-- EXCERPT TO READ --

The JNU administration has overlooked the fact that a number of students will complete their degrees this July. It does not recognise that there are centres where MPhil students do course work for a year, requiring no supervisor. Nowhere has the UGC mandated that additional procedures that have been developed over decades of thought, discussion and struggle, must be extinguished in one fell stroke. This is what the JNU administration has done, by removing deprivation points for MPhil and PhD degrees this year, after agreeing to maintain them on February 11. For students from underprivileged backgrounds and regions, and for women, this means nothing less than a cruel end to the hope of a higher education.
Following serious critiques of, and objections to, the proportion of marks allotted to the viva voce of candidates, on February 11, the administration agreed to change this criterion — the proportion of the viva voce marks was reduced from 30 per cent to 20 per cent. But the new admission procedures, passed without due discussion in the highest body of the university, the academic council, now introduce a three-stage process which makes the viva voce marks count for 100 per cent.
We might pause here to consider what the new UGC guidelines, and especially JNU’s interpretation of them, portend for the public university in India. The academic “notebandi” which is being challenged by teachers and students, will, if carried forward, snatch away “the gift of an interval”, to adapt the words of the political theorist, Michael Oakeshott. The MPhil programme, which now stands generally threatened, is a crucial phase that equips students with little or no inherited cultural capital with the means to conduct research.
Reservations for Dalit and OBC students have changed the demography and texture of university campuses in India quite dramatically over the past decade. They are pushing universities towards evolving a new pedagogy and more democratic and egalitarian academic practices. We have not succeeded in addressing all the new challenges of the classroom and of supervision, but the need for such change is felt more then ever before. With the plans that are afoot, the possible emergence of a new intelligentsia from among these aspirants, with the potential to transform not only the future of our academic institutions but also our political imagination, has now been curtailed.
No doubt, there are many ways in which teachers can and must be brought to account, and improvements made in research and supervision. But the JNU administration’s determination to dismantle first, and think later, deals a blow to democracy, and all institutions of higher learning. For all of last year, JNU was under sustained political attack, which it survived. The new administrative assault on the institution, and the latest round of fire from the shoulders of the UGC, is a continuation of that war by other means.

-- STATED EXERCISE A --
In the excerpt on JNU, what was the viva voce share of marks reduced to on February 11?

-- THE INPUT --
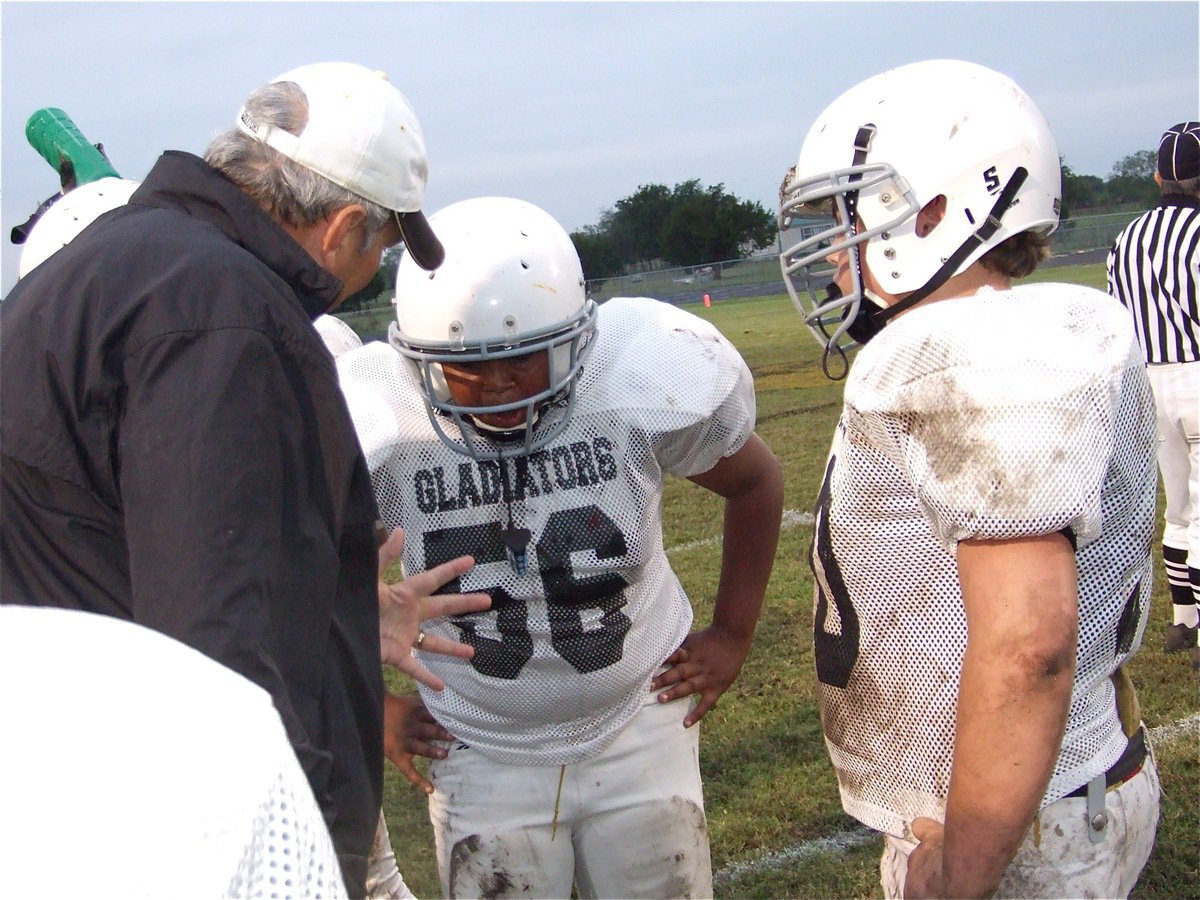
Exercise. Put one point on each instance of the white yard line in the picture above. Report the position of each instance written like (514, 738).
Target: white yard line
(841, 841)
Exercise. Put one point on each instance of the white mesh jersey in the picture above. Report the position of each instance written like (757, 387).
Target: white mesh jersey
(565, 655)
(187, 786)
(1000, 415)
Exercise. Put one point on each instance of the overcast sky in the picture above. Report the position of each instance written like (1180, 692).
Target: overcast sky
(574, 106)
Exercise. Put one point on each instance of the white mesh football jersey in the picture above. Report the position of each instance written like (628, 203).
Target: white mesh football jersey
(186, 785)
(1000, 415)
(564, 658)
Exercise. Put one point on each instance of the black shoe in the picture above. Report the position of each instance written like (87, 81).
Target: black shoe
(1180, 637)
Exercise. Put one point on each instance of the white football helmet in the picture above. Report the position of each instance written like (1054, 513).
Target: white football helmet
(883, 150)
(511, 285)
(69, 215)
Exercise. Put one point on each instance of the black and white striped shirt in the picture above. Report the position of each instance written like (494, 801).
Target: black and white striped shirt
(1155, 270)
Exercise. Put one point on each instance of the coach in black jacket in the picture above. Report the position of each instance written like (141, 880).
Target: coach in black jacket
(174, 448)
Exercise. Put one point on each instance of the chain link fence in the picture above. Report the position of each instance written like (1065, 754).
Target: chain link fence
(1081, 239)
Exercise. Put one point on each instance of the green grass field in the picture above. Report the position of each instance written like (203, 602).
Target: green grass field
(775, 821)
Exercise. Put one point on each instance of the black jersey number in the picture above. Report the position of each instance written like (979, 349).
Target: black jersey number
(568, 595)
(835, 651)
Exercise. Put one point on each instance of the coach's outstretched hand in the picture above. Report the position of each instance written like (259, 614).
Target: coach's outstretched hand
(706, 664)
(408, 731)
(405, 605)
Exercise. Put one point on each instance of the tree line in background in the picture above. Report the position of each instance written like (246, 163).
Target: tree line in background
(693, 225)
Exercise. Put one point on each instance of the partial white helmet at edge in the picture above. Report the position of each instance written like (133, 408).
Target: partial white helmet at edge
(893, 143)
(511, 285)
(69, 215)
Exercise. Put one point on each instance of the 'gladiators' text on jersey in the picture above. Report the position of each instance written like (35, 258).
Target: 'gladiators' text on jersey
(564, 657)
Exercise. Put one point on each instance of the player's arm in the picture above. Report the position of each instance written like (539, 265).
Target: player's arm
(1021, 606)
(708, 660)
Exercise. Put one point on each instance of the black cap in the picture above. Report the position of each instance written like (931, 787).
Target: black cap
(1179, 153)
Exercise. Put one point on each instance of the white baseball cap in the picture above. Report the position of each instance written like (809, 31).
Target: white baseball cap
(364, 136)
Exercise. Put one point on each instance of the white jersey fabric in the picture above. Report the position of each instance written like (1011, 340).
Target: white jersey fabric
(564, 658)
(1000, 415)
(136, 767)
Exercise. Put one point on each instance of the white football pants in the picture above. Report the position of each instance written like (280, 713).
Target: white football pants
(384, 881)
(1176, 388)
(1057, 857)
(627, 823)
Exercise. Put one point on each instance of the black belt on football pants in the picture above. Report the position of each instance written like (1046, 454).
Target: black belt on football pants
(1126, 767)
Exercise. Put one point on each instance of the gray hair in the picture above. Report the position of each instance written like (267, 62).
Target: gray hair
(292, 193)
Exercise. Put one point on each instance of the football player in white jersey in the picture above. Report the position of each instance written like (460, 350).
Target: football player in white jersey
(982, 539)
(514, 420)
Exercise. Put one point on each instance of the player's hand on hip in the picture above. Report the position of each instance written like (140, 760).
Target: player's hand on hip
(406, 604)
(924, 874)
(706, 664)
(408, 731)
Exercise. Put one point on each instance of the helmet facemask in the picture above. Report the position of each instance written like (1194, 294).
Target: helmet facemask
(546, 412)
(838, 319)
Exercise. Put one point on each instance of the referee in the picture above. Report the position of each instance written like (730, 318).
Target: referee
(1155, 270)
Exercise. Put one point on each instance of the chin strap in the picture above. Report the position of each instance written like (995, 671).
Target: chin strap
(515, 539)
(977, 238)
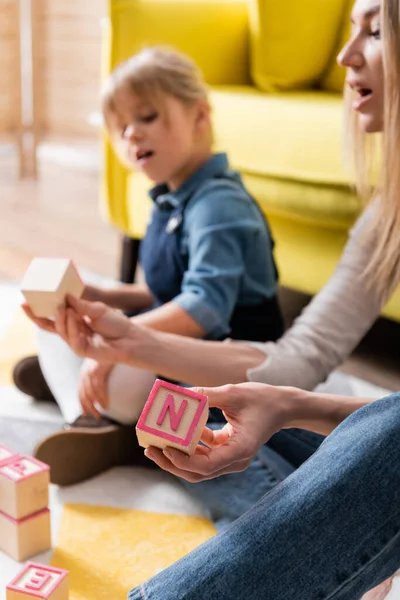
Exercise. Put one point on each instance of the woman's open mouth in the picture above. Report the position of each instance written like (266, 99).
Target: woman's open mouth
(363, 97)
(143, 156)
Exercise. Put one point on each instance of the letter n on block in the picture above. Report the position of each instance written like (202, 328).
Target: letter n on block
(39, 581)
(172, 416)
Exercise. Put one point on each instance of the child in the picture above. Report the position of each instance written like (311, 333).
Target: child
(206, 256)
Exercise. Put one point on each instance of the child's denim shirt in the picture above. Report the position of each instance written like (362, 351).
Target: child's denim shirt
(225, 242)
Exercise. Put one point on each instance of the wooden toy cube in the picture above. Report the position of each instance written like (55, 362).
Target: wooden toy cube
(6, 454)
(172, 416)
(39, 581)
(24, 486)
(47, 281)
(23, 538)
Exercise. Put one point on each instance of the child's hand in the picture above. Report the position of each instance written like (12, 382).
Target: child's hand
(94, 330)
(93, 293)
(93, 388)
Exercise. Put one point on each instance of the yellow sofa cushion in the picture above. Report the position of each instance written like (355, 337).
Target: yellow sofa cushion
(333, 81)
(292, 42)
(294, 135)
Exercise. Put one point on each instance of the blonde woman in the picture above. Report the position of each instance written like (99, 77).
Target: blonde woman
(332, 529)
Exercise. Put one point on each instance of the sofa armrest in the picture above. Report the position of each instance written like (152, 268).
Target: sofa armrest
(213, 32)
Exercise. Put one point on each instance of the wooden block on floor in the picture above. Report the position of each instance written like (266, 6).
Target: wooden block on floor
(172, 416)
(47, 281)
(39, 581)
(24, 486)
(21, 539)
(6, 454)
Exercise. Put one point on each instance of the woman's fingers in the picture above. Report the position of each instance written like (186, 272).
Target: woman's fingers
(158, 456)
(220, 458)
(216, 437)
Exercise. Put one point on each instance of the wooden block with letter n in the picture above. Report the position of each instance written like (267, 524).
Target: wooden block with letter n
(172, 416)
(39, 581)
(46, 283)
(23, 538)
(24, 486)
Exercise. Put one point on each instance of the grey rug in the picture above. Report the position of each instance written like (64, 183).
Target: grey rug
(22, 435)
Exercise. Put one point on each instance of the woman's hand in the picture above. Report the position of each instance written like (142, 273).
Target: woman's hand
(93, 388)
(91, 329)
(254, 412)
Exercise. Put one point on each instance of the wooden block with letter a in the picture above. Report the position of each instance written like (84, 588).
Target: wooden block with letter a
(23, 538)
(39, 581)
(46, 283)
(24, 486)
(172, 416)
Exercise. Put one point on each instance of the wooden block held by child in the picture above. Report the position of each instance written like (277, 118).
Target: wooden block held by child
(39, 581)
(172, 416)
(24, 486)
(46, 283)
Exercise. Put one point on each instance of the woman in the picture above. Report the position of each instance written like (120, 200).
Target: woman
(331, 530)
(336, 319)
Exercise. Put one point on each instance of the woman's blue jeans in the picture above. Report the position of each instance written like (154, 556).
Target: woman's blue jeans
(331, 530)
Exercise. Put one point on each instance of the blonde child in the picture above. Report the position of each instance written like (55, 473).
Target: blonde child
(206, 256)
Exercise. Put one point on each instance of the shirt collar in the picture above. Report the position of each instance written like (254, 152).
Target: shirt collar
(216, 165)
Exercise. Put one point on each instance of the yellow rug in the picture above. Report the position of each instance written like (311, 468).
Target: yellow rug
(19, 341)
(108, 551)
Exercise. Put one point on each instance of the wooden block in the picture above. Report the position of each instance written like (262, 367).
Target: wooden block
(47, 281)
(6, 455)
(172, 416)
(39, 581)
(21, 539)
(24, 486)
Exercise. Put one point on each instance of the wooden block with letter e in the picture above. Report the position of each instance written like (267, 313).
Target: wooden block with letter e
(172, 416)
(39, 581)
(6, 454)
(23, 538)
(46, 283)
(24, 486)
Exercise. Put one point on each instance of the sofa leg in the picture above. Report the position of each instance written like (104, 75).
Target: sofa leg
(129, 259)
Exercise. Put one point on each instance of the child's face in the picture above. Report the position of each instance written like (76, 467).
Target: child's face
(164, 145)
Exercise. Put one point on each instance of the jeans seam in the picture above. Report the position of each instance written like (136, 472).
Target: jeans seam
(360, 571)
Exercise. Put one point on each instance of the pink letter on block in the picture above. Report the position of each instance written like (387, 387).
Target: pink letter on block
(174, 418)
(6, 455)
(39, 581)
(187, 411)
(22, 467)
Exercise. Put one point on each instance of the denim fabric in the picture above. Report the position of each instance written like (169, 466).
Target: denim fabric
(331, 530)
(230, 496)
(225, 242)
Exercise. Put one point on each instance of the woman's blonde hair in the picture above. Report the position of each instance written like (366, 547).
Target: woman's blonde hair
(152, 72)
(385, 228)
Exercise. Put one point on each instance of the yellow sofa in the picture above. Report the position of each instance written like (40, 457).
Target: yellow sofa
(283, 132)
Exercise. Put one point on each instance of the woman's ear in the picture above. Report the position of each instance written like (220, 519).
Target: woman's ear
(203, 114)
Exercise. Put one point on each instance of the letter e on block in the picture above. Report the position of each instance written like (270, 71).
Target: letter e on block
(172, 416)
(24, 486)
(39, 581)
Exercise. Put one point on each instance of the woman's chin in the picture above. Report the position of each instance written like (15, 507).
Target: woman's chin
(370, 124)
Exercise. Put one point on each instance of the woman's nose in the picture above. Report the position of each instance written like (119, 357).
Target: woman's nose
(351, 56)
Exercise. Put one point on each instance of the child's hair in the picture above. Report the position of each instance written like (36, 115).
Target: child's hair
(153, 71)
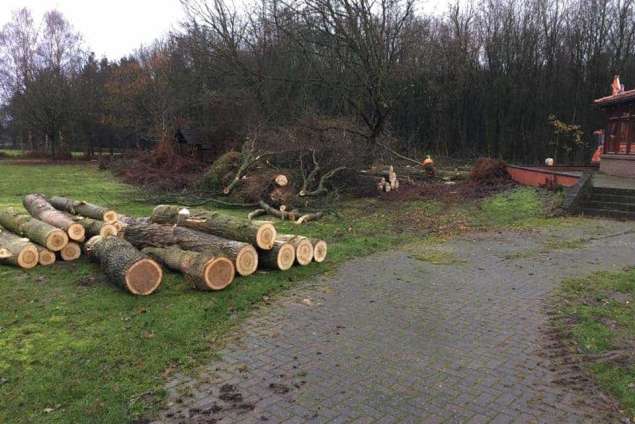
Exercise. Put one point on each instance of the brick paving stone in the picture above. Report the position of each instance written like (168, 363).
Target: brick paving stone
(390, 338)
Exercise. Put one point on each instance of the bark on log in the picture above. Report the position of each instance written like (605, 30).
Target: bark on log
(37, 231)
(244, 255)
(40, 208)
(303, 247)
(71, 252)
(206, 272)
(82, 208)
(124, 265)
(281, 256)
(219, 225)
(320, 249)
(17, 251)
(281, 180)
(94, 227)
(46, 257)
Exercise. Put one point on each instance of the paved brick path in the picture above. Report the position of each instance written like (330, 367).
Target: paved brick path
(392, 338)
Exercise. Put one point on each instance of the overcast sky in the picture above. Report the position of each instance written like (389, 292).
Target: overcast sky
(111, 28)
(114, 28)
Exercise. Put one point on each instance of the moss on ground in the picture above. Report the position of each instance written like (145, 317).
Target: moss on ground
(74, 348)
(598, 314)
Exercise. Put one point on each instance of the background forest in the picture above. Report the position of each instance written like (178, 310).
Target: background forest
(488, 78)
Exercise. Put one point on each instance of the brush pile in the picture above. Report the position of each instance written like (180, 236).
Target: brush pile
(209, 247)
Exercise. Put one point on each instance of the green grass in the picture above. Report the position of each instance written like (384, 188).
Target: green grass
(74, 348)
(598, 314)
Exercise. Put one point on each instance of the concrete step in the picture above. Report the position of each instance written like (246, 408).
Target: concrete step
(617, 206)
(618, 214)
(613, 191)
(612, 198)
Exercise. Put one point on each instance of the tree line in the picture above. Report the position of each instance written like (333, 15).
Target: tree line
(484, 78)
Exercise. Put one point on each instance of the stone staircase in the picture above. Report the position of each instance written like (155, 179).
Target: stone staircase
(612, 202)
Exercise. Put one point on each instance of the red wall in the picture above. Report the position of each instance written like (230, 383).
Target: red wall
(537, 177)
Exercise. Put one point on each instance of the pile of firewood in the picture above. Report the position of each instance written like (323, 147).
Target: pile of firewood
(208, 247)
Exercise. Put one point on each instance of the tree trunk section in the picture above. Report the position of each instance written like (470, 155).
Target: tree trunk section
(206, 272)
(37, 231)
(71, 252)
(17, 251)
(244, 256)
(95, 227)
(303, 247)
(47, 257)
(281, 256)
(320, 249)
(124, 265)
(88, 210)
(40, 208)
(219, 225)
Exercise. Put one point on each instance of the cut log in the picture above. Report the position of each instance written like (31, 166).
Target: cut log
(320, 249)
(37, 231)
(243, 255)
(88, 210)
(204, 271)
(40, 208)
(281, 256)
(71, 252)
(303, 247)
(281, 180)
(46, 257)
(219, 225)
(17, 251)
(95, 227)
(124, 265)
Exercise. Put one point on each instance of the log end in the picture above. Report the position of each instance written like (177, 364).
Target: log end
(144, 277)
(71, 252)
(110, 217)
(286, 256)
(108, 230)
(304, 252)
(28, 258)
(319, 250)
(266, 236)
(247, 261)
(47, 257)
(76, 232)
(219, 273)
(56, 240)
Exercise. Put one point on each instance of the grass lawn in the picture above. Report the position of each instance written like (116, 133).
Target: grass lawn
(74, 348)
(598, 314)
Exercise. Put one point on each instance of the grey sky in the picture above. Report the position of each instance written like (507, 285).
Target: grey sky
(114, 28)
(111, 28)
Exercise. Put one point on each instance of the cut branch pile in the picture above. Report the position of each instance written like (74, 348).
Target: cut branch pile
(208, 247)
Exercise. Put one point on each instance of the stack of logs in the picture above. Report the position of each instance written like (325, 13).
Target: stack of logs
(208, 247)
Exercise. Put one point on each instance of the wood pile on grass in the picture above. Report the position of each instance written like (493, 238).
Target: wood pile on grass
(209, 247)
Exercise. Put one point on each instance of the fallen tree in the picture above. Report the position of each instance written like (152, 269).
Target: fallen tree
(95, 227)
(46, 257)
(71, 252)
(263, 235)
(320, 249)
(204, 271)
(303, 247)
(124, 265)
(35, 230)
(281, 256)
(82, 208)
(40, 208)
(243, 255)
(17, 251)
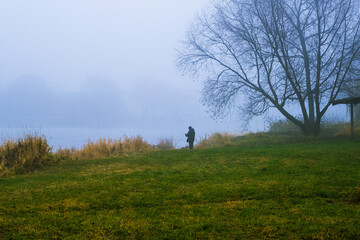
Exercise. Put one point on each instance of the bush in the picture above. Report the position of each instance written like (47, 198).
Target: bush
(105, 148)
(216, 139)
(24, 155)
(284, 127)
(165, 144)
(346, 131)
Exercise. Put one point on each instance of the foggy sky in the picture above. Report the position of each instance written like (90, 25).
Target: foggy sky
(98, 63)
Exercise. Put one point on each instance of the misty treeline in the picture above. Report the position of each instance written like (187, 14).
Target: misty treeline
(296, 56)
(100, 102)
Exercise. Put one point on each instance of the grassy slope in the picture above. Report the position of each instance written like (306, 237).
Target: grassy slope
(285, 191)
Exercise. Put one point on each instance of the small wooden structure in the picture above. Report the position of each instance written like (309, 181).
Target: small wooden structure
(352, 101)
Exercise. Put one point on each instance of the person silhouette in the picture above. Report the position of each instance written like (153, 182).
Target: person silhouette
(190, 137)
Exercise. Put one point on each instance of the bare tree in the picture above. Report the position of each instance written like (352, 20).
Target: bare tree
(283, 54)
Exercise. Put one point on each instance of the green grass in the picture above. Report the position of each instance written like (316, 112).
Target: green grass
(304, 190)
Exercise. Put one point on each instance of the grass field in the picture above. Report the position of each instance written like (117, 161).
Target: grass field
(298, 190)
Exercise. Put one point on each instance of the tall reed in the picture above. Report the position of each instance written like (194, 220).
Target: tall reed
(105, 148)
(24, 155)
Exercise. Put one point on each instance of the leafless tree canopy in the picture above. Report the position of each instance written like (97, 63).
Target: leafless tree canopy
(275, 53)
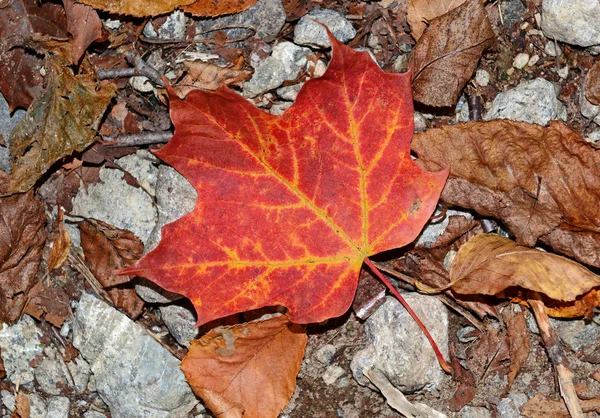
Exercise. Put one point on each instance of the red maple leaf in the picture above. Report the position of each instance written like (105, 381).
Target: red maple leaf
(289, 207)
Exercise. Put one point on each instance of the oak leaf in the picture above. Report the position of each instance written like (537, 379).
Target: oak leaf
(246, 370)
(542, 182)
(290, 206)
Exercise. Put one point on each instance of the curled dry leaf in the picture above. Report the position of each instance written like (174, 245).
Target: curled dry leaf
(63, 119)
(106, 249)
(448, 52)
(420, 12)
(22, 239)
(20, 79)
(542, 182)
(246, 370)
(489, 264)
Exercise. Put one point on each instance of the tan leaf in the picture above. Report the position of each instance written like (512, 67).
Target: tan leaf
(448, 52)
(489, 264)
(106, 249)
(22, 237)
(541, 182)
(420, 12)
(247, 369)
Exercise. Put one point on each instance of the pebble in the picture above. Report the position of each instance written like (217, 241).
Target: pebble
(19, 345)
(398, 348)
(533, 101)
(576, 22)
(266, 16)
(135, 375)
(310, 33)
(482, 77)
(117, 203)
(521, 60)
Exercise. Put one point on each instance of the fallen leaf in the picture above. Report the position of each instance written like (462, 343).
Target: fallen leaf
(541, 182)
(63, 119)
(20, 79)
(22, 237)
(246, 370)
(447, 54)
(592, 84)
(106, 249)
(420, 12)
(208, 76)
(290, 206)
(489, 264)
(84, 24)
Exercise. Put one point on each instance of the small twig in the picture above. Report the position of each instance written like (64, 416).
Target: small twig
(557, 358)
(412, 313)
(145, 138)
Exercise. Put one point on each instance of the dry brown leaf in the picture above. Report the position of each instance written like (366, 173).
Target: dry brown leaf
(542, 182)
(518, 339)
(106, 249)
(63, 119)
(84, 24)
(489, 264)
(22, 237)
(208, 76)
(448, 52)
(234, 368)
(420, 12)
(592, 84)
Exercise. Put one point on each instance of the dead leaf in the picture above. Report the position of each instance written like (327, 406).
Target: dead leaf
(448, 52)
(84, 24)
(420, 12)
(22, 237)
(234, 368)
(63, 119)
(20, 79)
(208, 76)
(541, 182)
(106, 249)
(592, 84)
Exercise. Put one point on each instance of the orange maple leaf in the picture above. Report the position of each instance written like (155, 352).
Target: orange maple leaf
(289, 207)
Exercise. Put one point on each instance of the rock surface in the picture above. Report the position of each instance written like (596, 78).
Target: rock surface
(398, 348)
(134, 374)
(576, 22)
(19, 345)
(310, 33)
(532, 101)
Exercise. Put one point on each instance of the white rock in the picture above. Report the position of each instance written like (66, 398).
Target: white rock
(532, 101)
(575, 22)
(482, 77)
(58, 407)
(135, 375)
(521, 60)
(19, 345)
(310, 33)
(398, 348)
(117, 203)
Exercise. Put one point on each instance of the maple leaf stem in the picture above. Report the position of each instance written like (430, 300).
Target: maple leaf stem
(412, 313)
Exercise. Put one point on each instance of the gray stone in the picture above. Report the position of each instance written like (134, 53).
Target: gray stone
(398, 348)
(180, 321)
(19, 345)
(58, 407)
(285, 63)
(577, 334)
(310, 33)
(576, 22)
(433, 230)
(266, 16)
(532, 101)
(117, 203)
(135, 375)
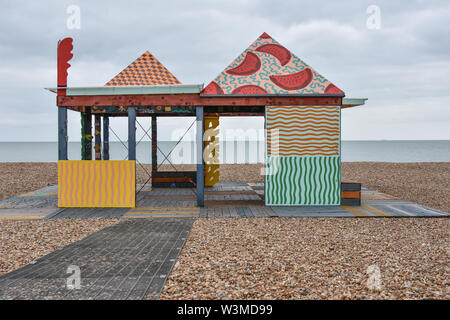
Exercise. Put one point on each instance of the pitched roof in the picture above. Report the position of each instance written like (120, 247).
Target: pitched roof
(144, 71)
(266, 67)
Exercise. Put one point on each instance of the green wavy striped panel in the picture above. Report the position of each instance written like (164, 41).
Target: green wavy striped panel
(294, 180)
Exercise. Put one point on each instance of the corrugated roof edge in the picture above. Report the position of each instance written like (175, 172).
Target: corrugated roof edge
(131, 90)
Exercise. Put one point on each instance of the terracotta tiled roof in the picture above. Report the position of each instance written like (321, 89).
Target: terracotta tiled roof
(144, 71)
(266, 67)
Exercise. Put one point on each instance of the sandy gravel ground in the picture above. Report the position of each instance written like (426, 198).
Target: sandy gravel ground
(305, 258)
(424, 183)
(427, 183)
(22, 242)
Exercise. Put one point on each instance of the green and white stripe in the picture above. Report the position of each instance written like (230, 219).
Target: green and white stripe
(293, 180)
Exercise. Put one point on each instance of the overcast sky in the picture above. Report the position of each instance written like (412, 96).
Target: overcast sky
(403, 67)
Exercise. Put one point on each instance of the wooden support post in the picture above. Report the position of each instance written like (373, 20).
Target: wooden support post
(98, 137)
(105, 137)
(86, 134)
(62, 133)
(154, 144)
(132, 133)
(200, 166)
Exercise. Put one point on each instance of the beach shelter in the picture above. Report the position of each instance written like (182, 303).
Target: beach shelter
(302, 141)
(302, 111)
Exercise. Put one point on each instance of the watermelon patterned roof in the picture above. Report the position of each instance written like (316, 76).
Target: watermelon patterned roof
(144, 71)
(266, 67)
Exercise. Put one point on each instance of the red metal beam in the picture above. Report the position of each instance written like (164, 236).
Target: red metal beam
(191, 100)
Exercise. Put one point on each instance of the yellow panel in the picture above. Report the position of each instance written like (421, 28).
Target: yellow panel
(96, 183)
(211, 151)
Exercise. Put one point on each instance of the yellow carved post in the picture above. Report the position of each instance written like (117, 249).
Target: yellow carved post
(211, 151)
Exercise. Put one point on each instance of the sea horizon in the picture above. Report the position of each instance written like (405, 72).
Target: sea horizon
(239, 151)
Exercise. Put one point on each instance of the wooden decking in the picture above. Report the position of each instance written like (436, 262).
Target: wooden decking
(224, 200)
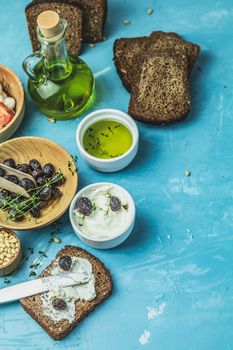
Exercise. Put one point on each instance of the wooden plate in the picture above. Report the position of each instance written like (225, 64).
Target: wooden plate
(23, 149)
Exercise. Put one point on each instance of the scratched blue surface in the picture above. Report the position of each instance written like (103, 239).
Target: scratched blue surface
(178, 261)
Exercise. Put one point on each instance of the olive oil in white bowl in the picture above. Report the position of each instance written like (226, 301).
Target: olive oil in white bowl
(108, 139)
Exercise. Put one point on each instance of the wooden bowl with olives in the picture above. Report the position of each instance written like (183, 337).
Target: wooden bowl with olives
(12, 86)
(54, 184)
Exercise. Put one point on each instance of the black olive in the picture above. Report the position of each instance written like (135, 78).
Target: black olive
(65, 262)
(15, 215)
(56, 193)
(48, 170)
(58, 179)
(42, 204)
(40, 181)
(45, 194)
(37, 173)
(115, 203)
(84, 206)
(12, 178)
(4, 197)
(35, 212)
(2, 172)
(27, 184)
(9, 162)
(25, 168)
(35, 165)
(59, 304)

-- STATED EXERCISE B --
Gather every line of the entries above that contains the word "beach", treating uppercase and lowercase as different.

-- WORKED SOLUTION A --
It was reduced from 30 percent to 20 percent.

-- WORKED SOLUTION B --
Exercise. Put one point on each instance of the beach shelter in the picture above. Report the position of each instance written like (182, 303).
Target: beach shelter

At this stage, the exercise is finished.